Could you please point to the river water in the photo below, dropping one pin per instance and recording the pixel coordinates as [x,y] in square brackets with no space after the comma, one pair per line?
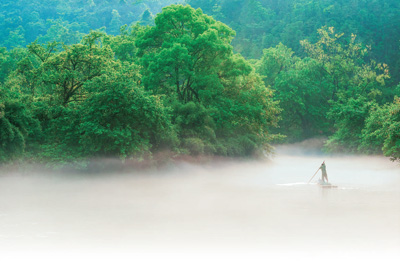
[219,211]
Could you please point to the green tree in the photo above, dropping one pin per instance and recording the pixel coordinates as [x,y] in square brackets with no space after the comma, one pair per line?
[222,105]
[382,128]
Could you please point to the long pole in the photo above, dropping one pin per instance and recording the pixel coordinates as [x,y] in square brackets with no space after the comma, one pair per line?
[314,174]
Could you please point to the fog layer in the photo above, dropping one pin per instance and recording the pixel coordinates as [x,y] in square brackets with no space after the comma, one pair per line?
[243,210]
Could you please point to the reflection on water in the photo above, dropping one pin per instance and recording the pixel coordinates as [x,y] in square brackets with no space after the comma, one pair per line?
[247,210]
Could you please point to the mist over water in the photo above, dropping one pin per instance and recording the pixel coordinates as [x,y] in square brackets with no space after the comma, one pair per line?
[237,210]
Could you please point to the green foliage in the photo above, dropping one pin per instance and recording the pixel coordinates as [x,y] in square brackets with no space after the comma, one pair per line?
[216,95]
[122,120]
[17,126]
[350,116]
[382,130]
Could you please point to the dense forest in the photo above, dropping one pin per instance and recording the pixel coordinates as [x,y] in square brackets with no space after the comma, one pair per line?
[83,78]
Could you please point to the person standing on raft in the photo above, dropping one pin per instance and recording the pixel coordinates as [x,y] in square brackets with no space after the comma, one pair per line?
[324,173]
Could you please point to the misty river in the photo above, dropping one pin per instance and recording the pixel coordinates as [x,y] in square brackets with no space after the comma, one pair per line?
[238,210]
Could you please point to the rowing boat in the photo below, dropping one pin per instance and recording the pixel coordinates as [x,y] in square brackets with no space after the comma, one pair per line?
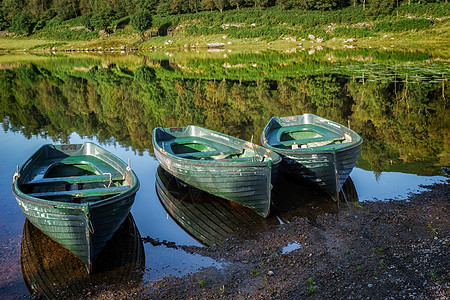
[77,194]
[318,150]
[52,272]
[207,218]
[218,164]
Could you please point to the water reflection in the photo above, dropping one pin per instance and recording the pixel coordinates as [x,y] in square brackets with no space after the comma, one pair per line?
[51,271]
[209,219]
[295,199]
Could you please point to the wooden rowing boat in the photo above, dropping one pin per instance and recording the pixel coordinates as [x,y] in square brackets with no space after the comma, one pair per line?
[52,272]
[218,164]
[318,150]
[207,218]
[77,194]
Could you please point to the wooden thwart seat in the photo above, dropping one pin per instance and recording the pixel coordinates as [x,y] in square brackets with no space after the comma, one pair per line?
[78,179]
[312,140]
[84,193]
[208,154]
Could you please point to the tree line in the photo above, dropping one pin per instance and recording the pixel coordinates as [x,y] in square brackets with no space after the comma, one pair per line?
[401,123]
[25,16]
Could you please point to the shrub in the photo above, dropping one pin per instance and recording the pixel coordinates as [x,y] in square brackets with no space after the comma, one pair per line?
[382,26]
[410,24]
[22,24]
[145,74]
[141,21]
[86,21]
[104,19]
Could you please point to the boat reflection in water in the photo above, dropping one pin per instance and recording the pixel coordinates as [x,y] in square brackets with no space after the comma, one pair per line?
[51,271]
[294,199]
[207,218]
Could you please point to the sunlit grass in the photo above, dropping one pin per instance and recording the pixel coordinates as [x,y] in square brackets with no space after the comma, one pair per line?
[19,43]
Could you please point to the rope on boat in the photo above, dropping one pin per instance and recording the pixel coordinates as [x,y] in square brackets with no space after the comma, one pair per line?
[129,165]
[110,179]
[16,175]
[87,216]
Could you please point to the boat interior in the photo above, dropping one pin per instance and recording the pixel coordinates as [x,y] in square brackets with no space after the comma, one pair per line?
[76,179]
[198,148]
[305,136]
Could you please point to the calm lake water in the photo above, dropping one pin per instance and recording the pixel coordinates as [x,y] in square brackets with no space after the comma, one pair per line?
[397,101]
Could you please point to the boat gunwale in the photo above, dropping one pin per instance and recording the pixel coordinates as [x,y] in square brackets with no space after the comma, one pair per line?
[216,163]
[312,150]
[19,194]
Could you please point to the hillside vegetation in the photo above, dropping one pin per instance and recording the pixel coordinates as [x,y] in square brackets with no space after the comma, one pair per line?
[62,22]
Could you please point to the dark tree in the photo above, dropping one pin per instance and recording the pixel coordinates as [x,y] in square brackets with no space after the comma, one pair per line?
[22,24]
[141,21]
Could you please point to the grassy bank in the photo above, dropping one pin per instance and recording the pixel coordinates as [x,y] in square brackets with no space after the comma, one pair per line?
[412,27]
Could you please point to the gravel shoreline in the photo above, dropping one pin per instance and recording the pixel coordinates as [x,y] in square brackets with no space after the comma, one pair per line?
[370,250]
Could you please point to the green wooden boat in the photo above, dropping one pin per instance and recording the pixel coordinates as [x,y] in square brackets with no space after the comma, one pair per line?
[218,164]
[207,218]
[76,194]
[52,272]
[318,150]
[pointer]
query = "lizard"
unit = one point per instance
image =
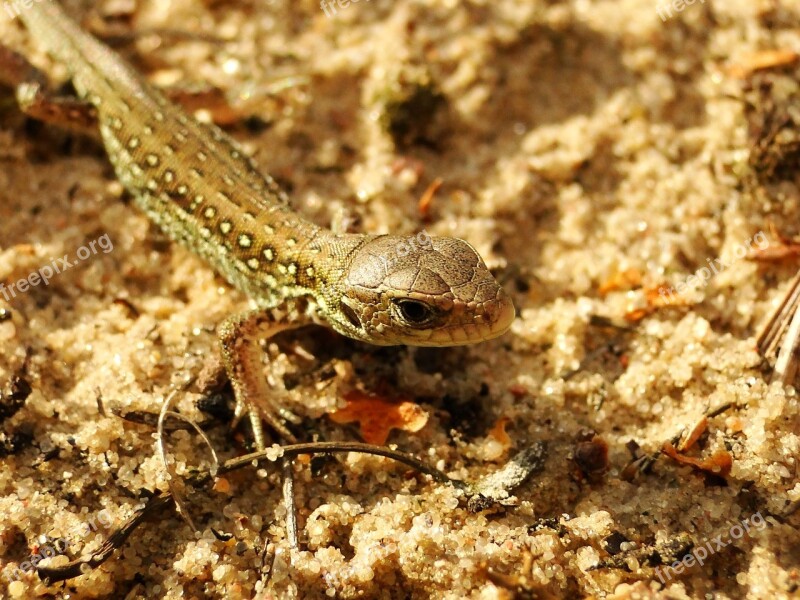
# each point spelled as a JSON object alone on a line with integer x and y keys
{"x": 198, "y": 186}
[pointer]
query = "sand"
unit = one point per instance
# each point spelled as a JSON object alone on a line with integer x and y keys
{"x": 590, "y": 150}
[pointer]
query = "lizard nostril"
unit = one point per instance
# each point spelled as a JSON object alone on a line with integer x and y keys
{"x": 350, "y": 315}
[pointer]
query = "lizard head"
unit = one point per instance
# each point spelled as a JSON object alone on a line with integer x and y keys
{"x": 421, "y": 291}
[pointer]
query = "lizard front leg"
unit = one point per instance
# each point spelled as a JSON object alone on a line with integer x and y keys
{"x": 241, "y": 354}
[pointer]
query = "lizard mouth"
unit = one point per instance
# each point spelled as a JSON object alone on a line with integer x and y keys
{"x": 497, "y": 319}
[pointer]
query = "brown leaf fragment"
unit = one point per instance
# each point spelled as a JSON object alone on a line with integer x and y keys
{"x": 719, "y": 464}
{"x": 376, "y": 416}
{"x": 763, "y": 60}
{"x": 499, "y": 434}
{"x": 621, "y": 280}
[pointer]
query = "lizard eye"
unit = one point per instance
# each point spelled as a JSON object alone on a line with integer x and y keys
{"x": 414, "y": 312}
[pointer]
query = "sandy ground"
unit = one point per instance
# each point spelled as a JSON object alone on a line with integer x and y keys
{"x": 591, "y": 150}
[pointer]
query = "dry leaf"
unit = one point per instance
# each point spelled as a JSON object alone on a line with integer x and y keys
{"x": 760, "y": 61}
{"x": 377, "y": 417}
{"x": 719, "y": 464}
{"x": 624, "y": 280}
{"x": 498, "y": 433}
{"x": 698, "y": 430}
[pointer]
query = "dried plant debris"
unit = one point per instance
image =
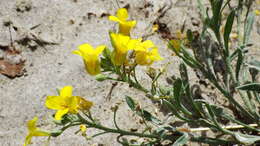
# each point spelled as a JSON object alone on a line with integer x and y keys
{"x": 23, "y": 5}
{"x": 32, "y": 41}
{"x": 11, "y": 62}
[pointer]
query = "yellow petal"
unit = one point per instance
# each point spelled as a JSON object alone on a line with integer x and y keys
{"x": 40, "y": 133}
{"x": 31, "y": 125}
{"x": 60, "y": 113}
{"x": 83, "y": 128}
{"x": 257, "y": 12}
{"x": 77, "y": 52}
{"x": 66, "y": 91}
{"x": 28, "y": 140}
{"x": 114, "y": 18}
{"x": 176, "y": 44}
{"x": 148, "y": 44}
{"x": 92, "y": 66}
{"x": 122, "y": 14}
{"x": 100, "y": 49}
{"x": 84, "y": 104}
{"x": 85, "y": 46}
{"x": 55, "y": 102}
{"x": 72, "y": 104}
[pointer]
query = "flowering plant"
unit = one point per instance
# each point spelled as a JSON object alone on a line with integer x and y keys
{"x": 183, "y": 100}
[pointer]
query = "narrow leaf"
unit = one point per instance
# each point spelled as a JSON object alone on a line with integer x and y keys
{"x": 228, "y": 29}
{"x": 130, "y": 102}
{"x": 246, "y": 139}
{"x": 182, "y": 140}
{"x": 248, "y": 27}
{"x": 240, "y": 60}
{"x": 250, "y": 87}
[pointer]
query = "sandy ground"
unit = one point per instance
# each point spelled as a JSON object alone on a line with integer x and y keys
{"x": 70, "y": 23}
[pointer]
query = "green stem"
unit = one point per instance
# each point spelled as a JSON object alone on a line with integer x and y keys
{"x": 117, "y": 131}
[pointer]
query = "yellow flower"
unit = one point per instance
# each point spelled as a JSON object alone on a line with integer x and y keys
{"x": 144, "y": 56}
{"x": 122, "y": 44}
{"x": 83, "y": 128}
{"x": 124, "y": 25}
{"x": 34, "y": 131}
{"x": 67, "y": 103}
{"x": 176, "y": 44}
{"x": 90, "y": 57}
{"x": 257, "y": 12}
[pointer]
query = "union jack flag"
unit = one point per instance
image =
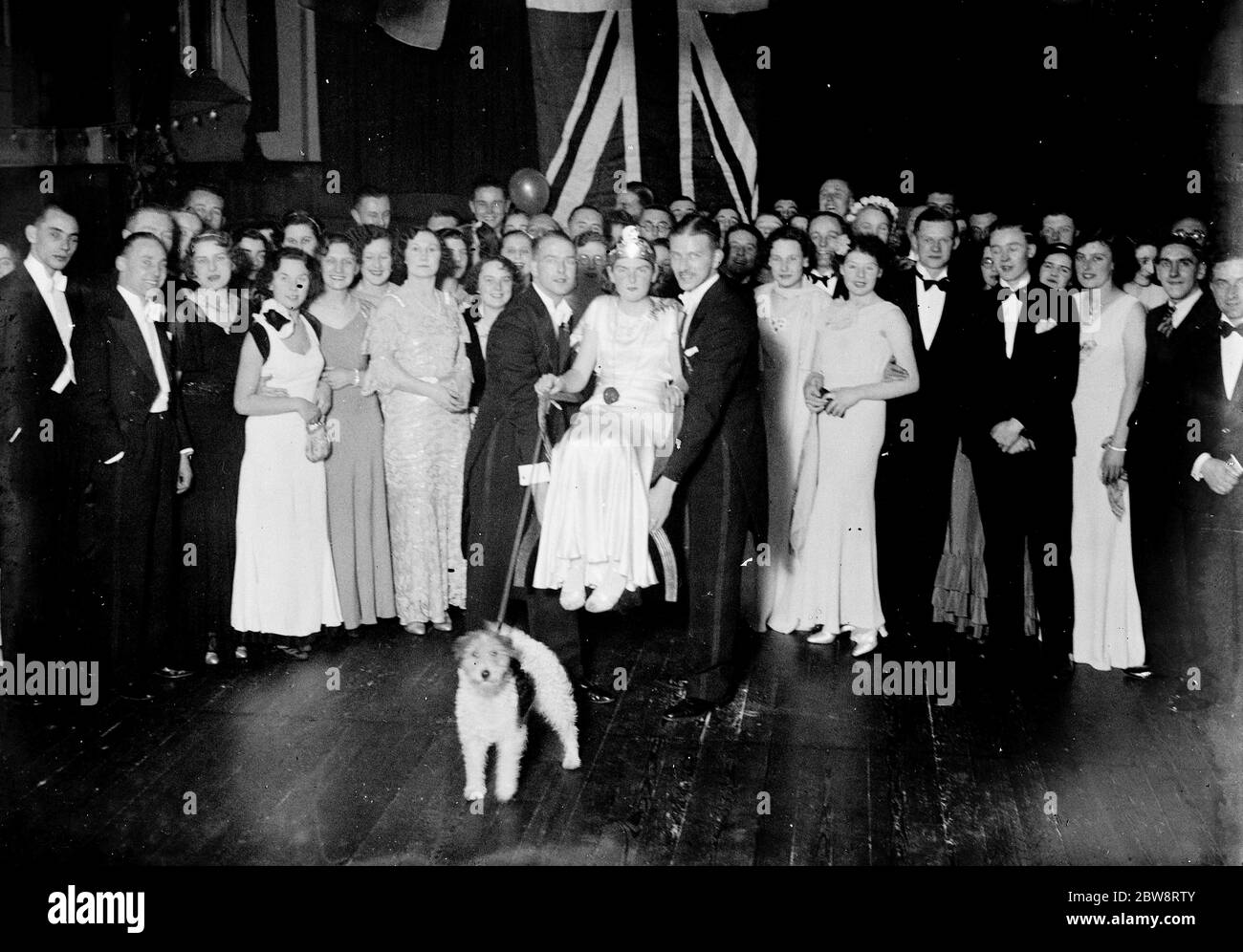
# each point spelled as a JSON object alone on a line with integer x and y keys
{"x": 642, "y": 92}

● Short exercise:
Copy out every line of the material that contains the word "plant". Matching is case-sensitive.

● Full answer:
query = "dried plant debris"
query = "flowering plant"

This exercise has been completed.